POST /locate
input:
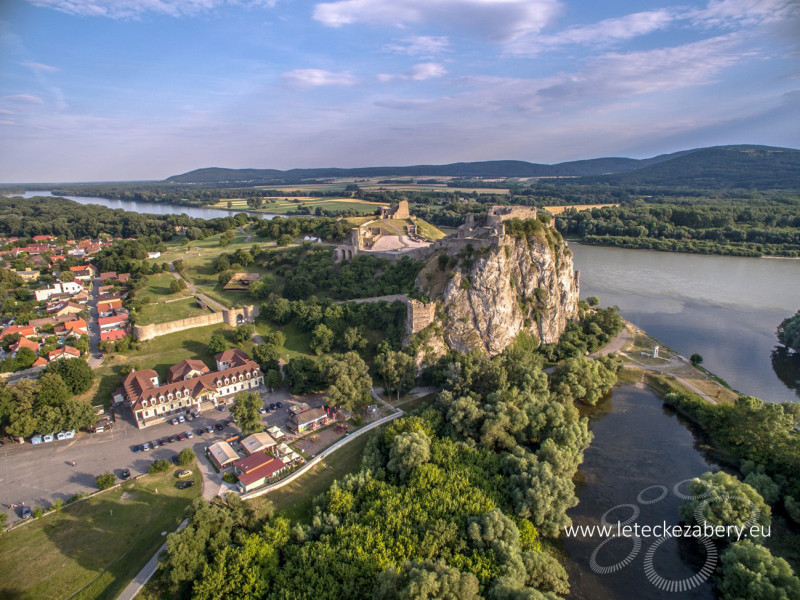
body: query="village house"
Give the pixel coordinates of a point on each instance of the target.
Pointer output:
(222, 455)
(256, 470)
(189, 387)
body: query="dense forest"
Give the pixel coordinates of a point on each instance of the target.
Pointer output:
(25, 218)
(458, 501)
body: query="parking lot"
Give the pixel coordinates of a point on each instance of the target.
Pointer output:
(38, 475)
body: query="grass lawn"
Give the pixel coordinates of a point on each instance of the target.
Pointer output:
(290, 202)
(158, 288)
(159, 354)
(93, 549)
(295, 500)
(161, 312)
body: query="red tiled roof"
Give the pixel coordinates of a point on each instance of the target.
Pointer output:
(267, 469)
(113, 335)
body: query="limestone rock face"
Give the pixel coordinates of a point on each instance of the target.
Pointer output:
(512, 284)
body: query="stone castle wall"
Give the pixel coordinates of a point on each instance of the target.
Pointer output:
(232, 317)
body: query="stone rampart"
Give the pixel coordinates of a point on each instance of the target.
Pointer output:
(232, 317)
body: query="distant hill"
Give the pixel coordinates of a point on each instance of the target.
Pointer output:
(760, 167)
(721, 167)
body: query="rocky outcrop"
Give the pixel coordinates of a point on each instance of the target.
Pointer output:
(487, 295)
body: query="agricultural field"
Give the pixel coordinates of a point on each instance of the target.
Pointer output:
(92, 549)
(283, 205)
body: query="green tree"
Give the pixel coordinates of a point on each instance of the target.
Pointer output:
(246, 410)
(186, 457)
(721, 499)
(750, 571)
(106, 480)
(217, 343)
(321, 339)
(75, 372)
(159, 466)
(348, 380)
(409, 450)
(789, 332)
(397, 370)
(244, 333)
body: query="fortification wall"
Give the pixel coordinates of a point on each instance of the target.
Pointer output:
(232, 317)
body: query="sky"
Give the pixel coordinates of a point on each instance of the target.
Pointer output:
(120, 90)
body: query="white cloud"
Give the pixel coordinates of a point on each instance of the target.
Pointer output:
(126, 9)
(308, 78)
(499, 20)
(23, 99)
(600, 33)
(419, 72)
(419, 45)
(744, 12)
(40, 67)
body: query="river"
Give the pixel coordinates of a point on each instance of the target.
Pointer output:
(636, 468)
(151, 208)
(724, 308)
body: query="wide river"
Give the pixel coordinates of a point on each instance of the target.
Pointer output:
(724, 308)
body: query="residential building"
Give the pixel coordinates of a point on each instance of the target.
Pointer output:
(222, 455)
(308, 420)
(258, 442)
(63, 352)
(256, 470)
(189, 387)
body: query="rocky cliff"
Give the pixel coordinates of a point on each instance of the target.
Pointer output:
(510, 283)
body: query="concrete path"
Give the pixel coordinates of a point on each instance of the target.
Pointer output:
(135, 586)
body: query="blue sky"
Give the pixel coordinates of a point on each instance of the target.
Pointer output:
(104, 90)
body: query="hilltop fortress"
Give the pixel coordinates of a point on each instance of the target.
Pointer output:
(371, 236)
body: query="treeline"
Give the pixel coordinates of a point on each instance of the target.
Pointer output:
(730, 228)
(449, 503)
(66, 219)
(759, 436)
(47, 405)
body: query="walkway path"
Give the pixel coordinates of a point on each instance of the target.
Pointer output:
(135, 586)
(193, 288)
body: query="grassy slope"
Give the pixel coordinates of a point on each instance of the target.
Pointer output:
(100, 543)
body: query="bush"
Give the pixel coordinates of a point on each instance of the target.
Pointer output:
(185, 457)
(159, 466)
(104, 481)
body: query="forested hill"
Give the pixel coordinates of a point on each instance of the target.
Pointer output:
(757, 167)
(723, 167)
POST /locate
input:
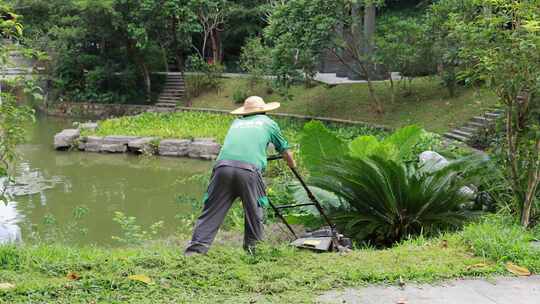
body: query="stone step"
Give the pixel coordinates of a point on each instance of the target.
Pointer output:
(463, 133)
(493, 115)
(170, 97)
(173, 90)
(482, 119)
(477, 125)
(455, 136)
(173, 93)
(165, 105)
(470, 129)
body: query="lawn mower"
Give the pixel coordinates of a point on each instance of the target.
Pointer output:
(326, 239)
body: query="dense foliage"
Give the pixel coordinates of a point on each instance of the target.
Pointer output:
(12, 115)
(106, 51)
(380, 193)
(498, 47)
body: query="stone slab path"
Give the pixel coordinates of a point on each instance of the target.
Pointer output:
(472, 291)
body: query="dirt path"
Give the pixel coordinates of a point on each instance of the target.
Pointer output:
(496, 291)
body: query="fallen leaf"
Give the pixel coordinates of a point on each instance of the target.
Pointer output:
(140, 278)
(517, 270)
(6, 286)
(73, 276)
(475, 266)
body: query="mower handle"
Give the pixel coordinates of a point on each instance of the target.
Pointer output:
(310, 194)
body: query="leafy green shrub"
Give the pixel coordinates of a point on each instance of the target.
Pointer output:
(379, 192)
(502, 239)
(390, 201)
(9, 257)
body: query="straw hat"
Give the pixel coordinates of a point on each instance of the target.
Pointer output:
(255, 104)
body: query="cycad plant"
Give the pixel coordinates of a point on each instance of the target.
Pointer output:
(388, 201)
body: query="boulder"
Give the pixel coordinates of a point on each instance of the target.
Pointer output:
(174, 147)
(93, 144)
(432, 161)
(204, 149)
(119, 140)
(66, 139)
(116, 144)
(142, 145)
(113, 148)
(90, 126)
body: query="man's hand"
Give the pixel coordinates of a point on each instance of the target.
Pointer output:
(288, 157)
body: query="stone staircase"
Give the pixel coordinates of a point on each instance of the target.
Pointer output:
(173, 91)
(475, 126)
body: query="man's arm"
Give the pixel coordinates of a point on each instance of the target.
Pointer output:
(288, 157)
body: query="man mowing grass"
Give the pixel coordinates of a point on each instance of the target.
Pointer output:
(237, 174)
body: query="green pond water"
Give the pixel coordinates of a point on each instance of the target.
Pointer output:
(52, 185)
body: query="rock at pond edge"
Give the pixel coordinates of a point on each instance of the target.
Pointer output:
(66, 139)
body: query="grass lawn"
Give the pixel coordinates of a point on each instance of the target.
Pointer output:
(55, 273)
(429, 105)
(62, 274)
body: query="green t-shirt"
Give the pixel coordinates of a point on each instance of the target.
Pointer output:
(248, 139)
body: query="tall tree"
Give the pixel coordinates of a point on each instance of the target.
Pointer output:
(302, 31)
(212, 15)
(498, 45)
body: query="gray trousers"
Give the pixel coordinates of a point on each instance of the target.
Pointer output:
(230, 180)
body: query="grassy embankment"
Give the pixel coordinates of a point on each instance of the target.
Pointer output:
(62, 274)
(429, 105)
(187, 125)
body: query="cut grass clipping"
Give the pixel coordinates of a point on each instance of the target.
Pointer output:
(158, 273)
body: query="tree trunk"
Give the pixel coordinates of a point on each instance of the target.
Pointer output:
(141, 64)
(534, 179)
(164, 58)
(370, 14)
(216, 46)
(147, 80)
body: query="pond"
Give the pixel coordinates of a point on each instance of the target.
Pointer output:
(55, 188)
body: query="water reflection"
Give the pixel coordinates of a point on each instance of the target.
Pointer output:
(53, 185)
(10, 232)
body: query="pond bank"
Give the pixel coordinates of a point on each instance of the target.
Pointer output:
(73, 197)
(198, 148)
(276, 274)
(102, 111)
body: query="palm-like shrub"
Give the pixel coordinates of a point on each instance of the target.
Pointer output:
(386, 200)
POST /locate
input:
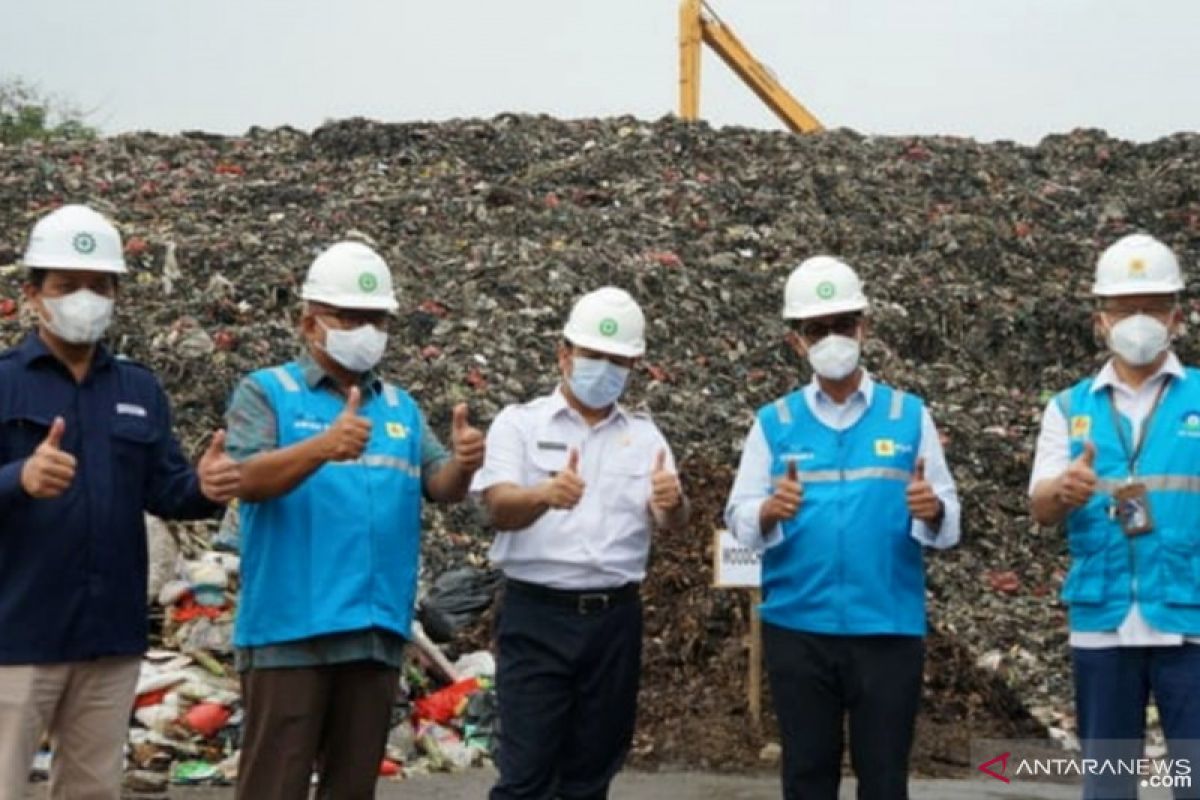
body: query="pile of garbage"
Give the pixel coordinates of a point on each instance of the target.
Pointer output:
(187, 717)
(977, 259)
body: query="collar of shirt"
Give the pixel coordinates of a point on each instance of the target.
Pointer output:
(34, 349)
(313, 374)
(558, 404)
(863, 394)
(1109, 378)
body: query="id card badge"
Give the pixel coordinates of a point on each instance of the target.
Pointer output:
(1133, 510)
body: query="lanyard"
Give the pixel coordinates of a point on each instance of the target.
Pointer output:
(1132, 457)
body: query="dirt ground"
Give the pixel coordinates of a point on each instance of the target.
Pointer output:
(673, 786)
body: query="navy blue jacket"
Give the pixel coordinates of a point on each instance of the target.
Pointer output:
(73, 569)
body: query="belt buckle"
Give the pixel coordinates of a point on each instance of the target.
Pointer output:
(593, 602)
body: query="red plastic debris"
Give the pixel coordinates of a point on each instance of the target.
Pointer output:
(445, 704)
(1005, 582)
(433, 307)
(207, 719)
(136, 246)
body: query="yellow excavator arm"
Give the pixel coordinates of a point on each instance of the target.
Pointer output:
(697, 28)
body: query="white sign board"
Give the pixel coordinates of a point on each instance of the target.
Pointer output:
(733, 564)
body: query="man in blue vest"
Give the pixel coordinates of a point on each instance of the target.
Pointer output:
(843, 482)
(1119, 461)
(335, 462)
(85, 449)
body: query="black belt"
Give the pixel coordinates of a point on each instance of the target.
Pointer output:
(585, 601)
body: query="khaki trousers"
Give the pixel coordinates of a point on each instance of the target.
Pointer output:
(85, 709)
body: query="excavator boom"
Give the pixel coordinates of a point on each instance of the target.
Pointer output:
(696, 29)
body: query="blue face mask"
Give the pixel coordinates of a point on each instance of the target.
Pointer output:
(597, 383)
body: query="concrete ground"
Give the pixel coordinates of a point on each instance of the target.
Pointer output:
(673, 786)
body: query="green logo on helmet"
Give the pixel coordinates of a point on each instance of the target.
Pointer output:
(84, 242)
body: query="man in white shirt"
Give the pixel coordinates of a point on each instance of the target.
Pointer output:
(843, 483)
(575, 483)
(1119, 461)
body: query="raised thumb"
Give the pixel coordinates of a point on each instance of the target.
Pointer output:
(216, 446)
(54, 438)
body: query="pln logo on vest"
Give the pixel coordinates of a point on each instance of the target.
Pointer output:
(1189, 425)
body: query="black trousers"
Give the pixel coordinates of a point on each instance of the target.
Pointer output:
(567, 683)
(330, 717)
(816, 680)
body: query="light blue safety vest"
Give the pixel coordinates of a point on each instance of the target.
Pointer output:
(847, 564)
(1161, 569)
(340, 551)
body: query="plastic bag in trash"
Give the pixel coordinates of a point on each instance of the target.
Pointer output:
(456, 599)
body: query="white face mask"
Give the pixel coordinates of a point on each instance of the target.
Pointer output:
(597, 383)
(359, 349)
(835, 356)
(1139, 340)
(79, 318)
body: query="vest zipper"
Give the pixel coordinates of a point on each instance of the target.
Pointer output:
(841, 529)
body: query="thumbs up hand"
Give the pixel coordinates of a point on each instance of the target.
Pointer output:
(785, 501)
(466, 440)
(49, 470)
(665, 494)
(220, 474)
(565, 489)
(347, 438)
(923, 504)
(1078, 481)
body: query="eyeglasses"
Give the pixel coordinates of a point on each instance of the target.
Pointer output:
(816, 330)
(347, 318)
(1155, 308)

About this exercise. Look through the entries above and list every line containing "black".

Expected output.
body: query="black belt"
body: query="black trousers"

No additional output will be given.